Set task:
Please repeat, word for word, the lines below that run from the one containing "For every instance of the suspender" through the one containing "pixel 297 478", including both of those lines.

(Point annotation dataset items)

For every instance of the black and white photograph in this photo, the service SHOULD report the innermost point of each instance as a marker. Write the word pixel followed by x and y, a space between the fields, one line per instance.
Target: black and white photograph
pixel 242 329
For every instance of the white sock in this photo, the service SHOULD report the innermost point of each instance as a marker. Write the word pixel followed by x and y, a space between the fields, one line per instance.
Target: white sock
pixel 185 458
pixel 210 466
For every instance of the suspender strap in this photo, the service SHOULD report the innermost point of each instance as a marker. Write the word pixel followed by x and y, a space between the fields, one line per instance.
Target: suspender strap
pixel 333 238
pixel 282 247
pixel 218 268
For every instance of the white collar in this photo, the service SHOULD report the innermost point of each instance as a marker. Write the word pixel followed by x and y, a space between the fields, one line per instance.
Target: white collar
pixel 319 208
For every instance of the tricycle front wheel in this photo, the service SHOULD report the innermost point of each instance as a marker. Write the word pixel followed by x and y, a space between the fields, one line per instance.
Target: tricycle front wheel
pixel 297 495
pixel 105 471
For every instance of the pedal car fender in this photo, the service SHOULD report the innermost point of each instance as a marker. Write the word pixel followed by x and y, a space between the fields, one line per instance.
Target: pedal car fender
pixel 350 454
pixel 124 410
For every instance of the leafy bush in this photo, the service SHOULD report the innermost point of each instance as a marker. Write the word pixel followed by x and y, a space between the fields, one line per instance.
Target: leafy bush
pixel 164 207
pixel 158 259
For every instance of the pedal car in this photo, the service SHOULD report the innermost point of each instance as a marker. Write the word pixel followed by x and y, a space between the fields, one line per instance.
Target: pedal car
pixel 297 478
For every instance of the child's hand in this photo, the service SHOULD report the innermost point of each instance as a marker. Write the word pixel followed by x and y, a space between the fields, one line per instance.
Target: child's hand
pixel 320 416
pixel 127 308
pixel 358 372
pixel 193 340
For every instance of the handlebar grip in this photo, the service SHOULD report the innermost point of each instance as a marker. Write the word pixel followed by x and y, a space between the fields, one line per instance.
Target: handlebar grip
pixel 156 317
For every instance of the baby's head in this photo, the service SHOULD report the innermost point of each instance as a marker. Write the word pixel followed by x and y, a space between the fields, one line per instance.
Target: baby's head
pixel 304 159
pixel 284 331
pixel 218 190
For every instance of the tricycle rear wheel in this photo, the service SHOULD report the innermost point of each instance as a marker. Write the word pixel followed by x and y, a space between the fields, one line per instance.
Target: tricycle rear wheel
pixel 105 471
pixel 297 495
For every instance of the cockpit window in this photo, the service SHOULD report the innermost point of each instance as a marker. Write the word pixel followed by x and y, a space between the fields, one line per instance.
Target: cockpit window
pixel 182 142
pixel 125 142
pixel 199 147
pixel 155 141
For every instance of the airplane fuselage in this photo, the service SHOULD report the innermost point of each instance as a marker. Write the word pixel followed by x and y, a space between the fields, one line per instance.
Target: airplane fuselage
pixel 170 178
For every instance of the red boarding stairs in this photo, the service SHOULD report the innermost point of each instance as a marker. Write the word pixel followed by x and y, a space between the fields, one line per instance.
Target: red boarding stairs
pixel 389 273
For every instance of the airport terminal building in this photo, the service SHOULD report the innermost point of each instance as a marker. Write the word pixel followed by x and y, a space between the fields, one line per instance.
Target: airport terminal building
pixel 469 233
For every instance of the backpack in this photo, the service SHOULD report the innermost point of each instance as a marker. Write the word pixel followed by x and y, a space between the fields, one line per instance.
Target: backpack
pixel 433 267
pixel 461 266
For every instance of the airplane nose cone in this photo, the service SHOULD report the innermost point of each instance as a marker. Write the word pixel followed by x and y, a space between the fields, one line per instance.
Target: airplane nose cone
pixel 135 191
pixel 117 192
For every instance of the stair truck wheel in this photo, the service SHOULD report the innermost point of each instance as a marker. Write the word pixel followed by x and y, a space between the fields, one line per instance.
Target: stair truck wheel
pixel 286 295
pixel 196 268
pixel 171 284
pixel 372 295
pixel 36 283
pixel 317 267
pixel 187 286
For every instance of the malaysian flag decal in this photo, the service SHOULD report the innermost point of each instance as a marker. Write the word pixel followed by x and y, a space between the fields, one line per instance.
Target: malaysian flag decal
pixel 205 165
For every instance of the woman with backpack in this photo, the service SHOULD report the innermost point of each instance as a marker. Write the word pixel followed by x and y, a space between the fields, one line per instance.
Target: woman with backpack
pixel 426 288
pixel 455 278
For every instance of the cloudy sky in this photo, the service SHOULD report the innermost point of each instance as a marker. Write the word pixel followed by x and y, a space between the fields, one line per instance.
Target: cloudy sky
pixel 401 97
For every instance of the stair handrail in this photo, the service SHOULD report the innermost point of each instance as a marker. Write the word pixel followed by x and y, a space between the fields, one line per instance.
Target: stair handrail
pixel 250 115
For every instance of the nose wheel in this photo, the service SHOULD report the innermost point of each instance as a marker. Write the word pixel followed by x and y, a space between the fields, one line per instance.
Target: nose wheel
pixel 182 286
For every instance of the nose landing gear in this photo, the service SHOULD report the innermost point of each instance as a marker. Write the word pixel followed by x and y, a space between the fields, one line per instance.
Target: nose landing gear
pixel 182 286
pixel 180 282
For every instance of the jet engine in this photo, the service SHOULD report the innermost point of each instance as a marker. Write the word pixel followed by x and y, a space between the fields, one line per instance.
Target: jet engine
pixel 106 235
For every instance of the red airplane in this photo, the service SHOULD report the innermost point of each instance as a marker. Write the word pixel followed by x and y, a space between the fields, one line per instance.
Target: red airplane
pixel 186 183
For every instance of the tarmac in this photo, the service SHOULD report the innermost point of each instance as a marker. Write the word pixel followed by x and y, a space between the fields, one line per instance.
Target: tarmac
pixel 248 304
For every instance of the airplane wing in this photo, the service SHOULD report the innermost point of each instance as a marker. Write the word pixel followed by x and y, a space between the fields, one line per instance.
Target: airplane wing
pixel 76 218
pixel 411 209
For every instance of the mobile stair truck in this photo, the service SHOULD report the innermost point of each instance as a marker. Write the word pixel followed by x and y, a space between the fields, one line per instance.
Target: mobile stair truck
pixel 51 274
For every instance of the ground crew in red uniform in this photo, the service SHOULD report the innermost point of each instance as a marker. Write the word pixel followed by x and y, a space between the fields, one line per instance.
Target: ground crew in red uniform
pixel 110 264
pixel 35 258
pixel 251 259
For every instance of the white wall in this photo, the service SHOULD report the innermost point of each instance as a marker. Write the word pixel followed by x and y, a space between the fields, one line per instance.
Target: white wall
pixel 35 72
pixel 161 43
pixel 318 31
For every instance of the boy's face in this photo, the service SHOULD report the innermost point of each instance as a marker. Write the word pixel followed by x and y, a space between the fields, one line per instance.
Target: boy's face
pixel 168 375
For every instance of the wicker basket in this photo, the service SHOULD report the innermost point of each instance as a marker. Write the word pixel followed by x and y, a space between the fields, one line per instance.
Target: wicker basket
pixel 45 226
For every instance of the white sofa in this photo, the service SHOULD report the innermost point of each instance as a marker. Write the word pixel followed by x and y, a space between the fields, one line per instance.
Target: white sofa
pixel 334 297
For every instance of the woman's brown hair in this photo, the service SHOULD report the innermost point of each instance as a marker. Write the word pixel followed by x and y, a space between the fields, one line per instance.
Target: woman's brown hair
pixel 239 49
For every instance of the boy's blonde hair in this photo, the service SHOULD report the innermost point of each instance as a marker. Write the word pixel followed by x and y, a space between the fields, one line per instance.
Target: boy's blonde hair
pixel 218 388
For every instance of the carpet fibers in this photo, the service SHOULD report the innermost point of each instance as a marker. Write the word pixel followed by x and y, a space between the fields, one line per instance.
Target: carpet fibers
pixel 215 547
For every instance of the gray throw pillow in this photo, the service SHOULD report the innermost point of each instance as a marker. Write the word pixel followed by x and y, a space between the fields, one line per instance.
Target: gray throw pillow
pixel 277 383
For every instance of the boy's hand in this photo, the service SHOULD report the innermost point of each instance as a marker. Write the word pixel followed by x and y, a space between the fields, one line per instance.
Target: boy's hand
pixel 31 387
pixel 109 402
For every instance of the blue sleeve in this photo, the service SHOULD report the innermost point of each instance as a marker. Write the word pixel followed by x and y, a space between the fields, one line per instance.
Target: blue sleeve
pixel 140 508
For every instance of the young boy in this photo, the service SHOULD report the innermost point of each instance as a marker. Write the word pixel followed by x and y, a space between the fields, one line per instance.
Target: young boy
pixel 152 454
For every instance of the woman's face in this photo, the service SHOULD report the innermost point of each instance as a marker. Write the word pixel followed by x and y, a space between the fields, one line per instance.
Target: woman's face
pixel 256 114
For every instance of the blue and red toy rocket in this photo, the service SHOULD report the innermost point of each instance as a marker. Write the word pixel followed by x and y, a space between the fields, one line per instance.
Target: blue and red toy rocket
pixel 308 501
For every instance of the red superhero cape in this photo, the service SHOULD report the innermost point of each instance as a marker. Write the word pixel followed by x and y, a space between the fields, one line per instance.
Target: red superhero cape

In response:
For every instance of the suspender strap in this photo, the service SHOULD report the innermost point of each instance as a marker. Write the word pixel followed by x and y, a space between the fields, one line per instance.
Target: suspender strap
pixel 333 238
pixel 282 247
pixel 218 268
For every instance of the white collar in this photo, the service SHOULD report the innermost point of each instance as a marker. Write the word pixel followed by x and y, a space between the fields, one line per instance.
Target: white collar
pixel 319 208
For every instance of the tricycle front wheel in this photo, the service SHOULD report the innermost point of each instance as a marker. Write the word pixel followed by x and y, a space between the fields, one line per instance.
Target: tricycle front wheel
pixel 297 495
pixel 105 471
For every instance of the pedal car fender in this photo, the service SHOULD report the innermost point of each instance as a marker. Write the word pixel followed by x and y, a space between the fields, one line per instance.
Target: pedal car fender
pixel 350 454
pixel 124 410
For every instance of the leafy bush in this photo, the service SHOULD report the innermost point of each instance as a marker. Write the word pixel followed by x and y, a space between the fields, one line per instance.
Target: leafy bush
pixel 164 207
pixel 158 259
For every instance of the pedal car in this photo, the service SHOULD report the innermost point of each instance as a marker. Write the word pixel followed by x and y, a space between the fields, one line per instance.
Target: pedal car
pixel 297 478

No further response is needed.